• [Try it] An exact, complete copy of the entries is what is needed.

Collected data entries
═══

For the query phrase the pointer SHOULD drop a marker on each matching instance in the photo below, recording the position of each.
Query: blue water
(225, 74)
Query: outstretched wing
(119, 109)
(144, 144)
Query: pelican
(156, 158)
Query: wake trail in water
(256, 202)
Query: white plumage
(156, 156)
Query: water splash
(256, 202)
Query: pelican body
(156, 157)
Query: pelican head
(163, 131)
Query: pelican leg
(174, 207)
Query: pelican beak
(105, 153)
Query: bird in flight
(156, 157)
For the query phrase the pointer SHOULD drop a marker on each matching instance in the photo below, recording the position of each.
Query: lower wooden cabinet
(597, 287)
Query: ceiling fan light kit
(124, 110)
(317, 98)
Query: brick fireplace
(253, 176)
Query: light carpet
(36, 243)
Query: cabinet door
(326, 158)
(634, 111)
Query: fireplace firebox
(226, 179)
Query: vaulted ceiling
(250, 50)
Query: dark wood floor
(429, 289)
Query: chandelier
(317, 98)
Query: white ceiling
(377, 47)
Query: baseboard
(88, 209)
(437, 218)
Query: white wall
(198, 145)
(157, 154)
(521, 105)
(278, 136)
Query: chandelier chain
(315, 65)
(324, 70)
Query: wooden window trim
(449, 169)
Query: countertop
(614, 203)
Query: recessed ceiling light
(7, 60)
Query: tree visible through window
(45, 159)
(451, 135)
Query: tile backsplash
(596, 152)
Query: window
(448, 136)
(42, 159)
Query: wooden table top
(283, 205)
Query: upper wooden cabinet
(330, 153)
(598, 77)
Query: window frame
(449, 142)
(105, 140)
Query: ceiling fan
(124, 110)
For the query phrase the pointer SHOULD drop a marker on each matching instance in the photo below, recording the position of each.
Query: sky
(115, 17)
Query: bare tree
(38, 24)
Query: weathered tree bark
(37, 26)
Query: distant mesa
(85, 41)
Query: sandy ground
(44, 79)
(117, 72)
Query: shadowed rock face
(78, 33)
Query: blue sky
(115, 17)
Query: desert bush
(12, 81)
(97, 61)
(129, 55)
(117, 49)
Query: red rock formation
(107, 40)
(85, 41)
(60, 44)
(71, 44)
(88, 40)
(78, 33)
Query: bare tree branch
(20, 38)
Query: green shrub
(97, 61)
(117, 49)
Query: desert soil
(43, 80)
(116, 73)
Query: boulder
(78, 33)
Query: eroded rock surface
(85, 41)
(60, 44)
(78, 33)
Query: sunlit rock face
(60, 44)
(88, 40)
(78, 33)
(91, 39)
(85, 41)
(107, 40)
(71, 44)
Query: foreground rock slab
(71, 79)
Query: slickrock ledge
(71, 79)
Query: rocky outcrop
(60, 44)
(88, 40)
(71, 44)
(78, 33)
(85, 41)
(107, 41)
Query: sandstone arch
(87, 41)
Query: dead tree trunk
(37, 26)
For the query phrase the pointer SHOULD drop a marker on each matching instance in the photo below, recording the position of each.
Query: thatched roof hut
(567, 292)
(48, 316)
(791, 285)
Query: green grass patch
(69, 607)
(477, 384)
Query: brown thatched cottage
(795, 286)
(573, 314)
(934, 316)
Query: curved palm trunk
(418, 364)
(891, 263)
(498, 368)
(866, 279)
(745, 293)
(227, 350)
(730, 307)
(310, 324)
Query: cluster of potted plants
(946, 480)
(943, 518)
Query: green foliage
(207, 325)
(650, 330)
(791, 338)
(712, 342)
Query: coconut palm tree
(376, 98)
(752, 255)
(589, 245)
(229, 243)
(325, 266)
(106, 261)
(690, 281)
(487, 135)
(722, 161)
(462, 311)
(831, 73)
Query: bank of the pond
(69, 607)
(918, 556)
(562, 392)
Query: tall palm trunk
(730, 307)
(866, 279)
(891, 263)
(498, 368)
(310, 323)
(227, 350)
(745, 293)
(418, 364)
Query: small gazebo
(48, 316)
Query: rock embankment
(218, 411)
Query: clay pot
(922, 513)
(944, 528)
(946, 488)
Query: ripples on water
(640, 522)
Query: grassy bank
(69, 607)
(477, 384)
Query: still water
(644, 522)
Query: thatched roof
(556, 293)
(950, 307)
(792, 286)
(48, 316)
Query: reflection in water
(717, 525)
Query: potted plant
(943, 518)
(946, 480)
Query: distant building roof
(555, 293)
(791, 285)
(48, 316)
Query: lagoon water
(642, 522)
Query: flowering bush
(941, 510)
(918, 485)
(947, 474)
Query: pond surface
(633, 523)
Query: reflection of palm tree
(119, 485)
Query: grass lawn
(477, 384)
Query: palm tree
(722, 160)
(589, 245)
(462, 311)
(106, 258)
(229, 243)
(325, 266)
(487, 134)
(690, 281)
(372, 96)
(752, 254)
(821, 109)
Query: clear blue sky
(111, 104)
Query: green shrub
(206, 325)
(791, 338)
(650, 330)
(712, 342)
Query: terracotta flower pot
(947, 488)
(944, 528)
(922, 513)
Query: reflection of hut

═══

• [Exercise result]
For the query phrase the pointer SHOULD drop a marker on each matching instance in the photo below, recording the position of each.
Query: blue water
(225, 74)
Query: outstretched wing
(119, 109)
(144, 144)
Query: pelican
(156, 158)
Query: wake trail in water
(256, 202)
Query: white plumage
(156, 156)
Query: water splash
(256, 202)
Query: pelican body
(156, 157)
Query: pelican head
(163, 131)
Query: pelican leg
(174, 207)
Query: pelican beak
(105, 153)
Query: bird in flight
(156, 157)
For the query phrase the pointer SHOULD drop a marker on each matching instance in the photo below, recording the position of each.
Query: lower wooden cabinet
(597, 287)
Query: ceiling fan light kit
(124, 110)
(317, 98)
Query: brick fireplace
(253, 176)
Query: light carpet
(36, 243)
Query: cabinet door
(326, 158)
(634, 111)
Query: fireplace firebox
(226, 179)
Query: vaulted ceiling
(250, 50)
Query: dark wood floor
(429, 289)
Query: chandelier
(317, 98)
Query: white ceiling
(377, 47)
Query: baseboard
(88, 209)
(437, 218)
Query: white wall
(198, 145)
(157, 154)
(521, 105)
(278, 136)
Query: chandelier chain
(315, 65)
(324, 70)
Query: wooden window trim
(449, 169)
Query: countertop
(614, 203)
Query: recessed ceiling light
(7, 60)
Query: tree visible through window
(45, 159)
(451, 135)
Query: tile backsplash
(596, 152)
Query: window
(448, 136)
(42, 159)
Query: wooden table top
(283, 205)
Query: upper wooden cabinet
(330, 153)
(598, 77)
Query: window frame
(449, 142)
(105, 140)
Query: ceiling fan
(124, 110)
For the query phrase the pointer SHOULD drop a marker on each matching instance in the photo below, recording the position of each.
Query: sky
(115, 17)
Query: bare tree
(38, 24)
Query: weathered tree bark
(37, 26)
Query: distant mesa
(85, 41)
Query: sandy ground
(44, 79)
(117, 72)
Query: shadowed rock face
(78, 33)
Query: blue sky
(115, 17)
Query: desert bush
(12, 81)
(97, 61)
(129, 55)
(117, 49)
Query: red rock formation
(107, 40)
(85, 41)
(60, 44)
(71, 44)
(88, 40)
(78, 33)
Query: bare tree branch
(20, 38)
Query: green shrub
(97, 61)
(117, 49)
Query: desert soil
(43, 80)
(116, 73)
Query: boulder
(78, 33)
Query: eroded rock surface
(85, 41)
(60, 44)
(78, 33)
Query: sunlit rock face
(60, 44)
(88, 40)
(78, 33)
(91, 39)
(85, 41)
(107, 40)
(71, 44)
Query: foreground rock slab
(71, 79)
Query: slickrock ledge
(71, 79)
Query: rocky outcrop
(60, 44)
(88, 40)
(71, 44)
(78, 33)
(85, 41)
(107, 41)
Query: sandstone arch
(87, 41)
Query: dead tree trunk
(37, 26)
For the query phrase the pointer SHOULD drop a marker on each matching instance in the photo below, recording the position of each.
Query: thatched roof hut
(567, 292)
(48, 316)
(791, 285)
Query: green grass patch
(69, 607)
(477, 384)
Query: brown thatched cottage
(795, 286)
(573, 314)
(934, 316)
Query: curved palm trunk
(418, 364)
(891, 263)
(498, 368)
(866, 279)
(745, 293)
(227, 350)
(730, 307)
(310, 324)
Query: cluster of potted plants
(946, 480)
(943, 518)
Query: green foliage
(207, 325)
(650, 330)
(791, 338)
(712, 342)
Query: coconut palm tree
(376, 98)
(752, 255)
(589, 245)
(229, 243)
(325, 266)
(106, 261)
(690, 281)
(487, 135)
(722, 161)
(462, 311)
(831, 73)
Query: bank of the pond
(69, 607)
(918, 556)
(562, 392)
Query: tall palm trunk
(730, 307)
(866, 279)
(891, 263)
(498, 368)
(310, 323)
(227, 350)
(745, 293)
(418, 364)
Query: small gazebo
(48, 316)
Query: rock embankment
(218, 411)
Query: clay pot
(922, 513)
(944, 528)
(946, 488)
Query: ripples on water
(640, 522)
Query: grassy bank
(69, 607)
(477, 384)
Query: still water
(644, 522)
Query: thatched roof
(556, 293)
(950, 307)
(792, 286)
(48, 316)
Query: reflection in water
(717, 525)
Query: potted plant
(943, 518)
(946, 480)
Query: distant building roof
(555, 293)
(791, 285)
(48, 316)
Query: lagoon water
(642, 522)
Query: flowering bush
(941, 510)
(918, 485)
(947, 474)
Query: pond surface
(633, 523)
Query: reflection of palm tree
(119, 485)
Query: grass lawn
(477, 384)
Query: palm tree
(722, 160)
(589, 245)
(462, 311)
(106, 258)
(229, 243)
(325, 266)
(487, 134)
(690, 281)
(372, 96)
(752, 254)
(821, 109)
Query: clear blue sky
(111, 104)
Query: green shrub
(206, 325)
(791, 338)
(650, 330)
(712, 342)
Query: terracotta flower pot
(947, 488)
(944, 528)
(922, 513)
Query: reflection of hut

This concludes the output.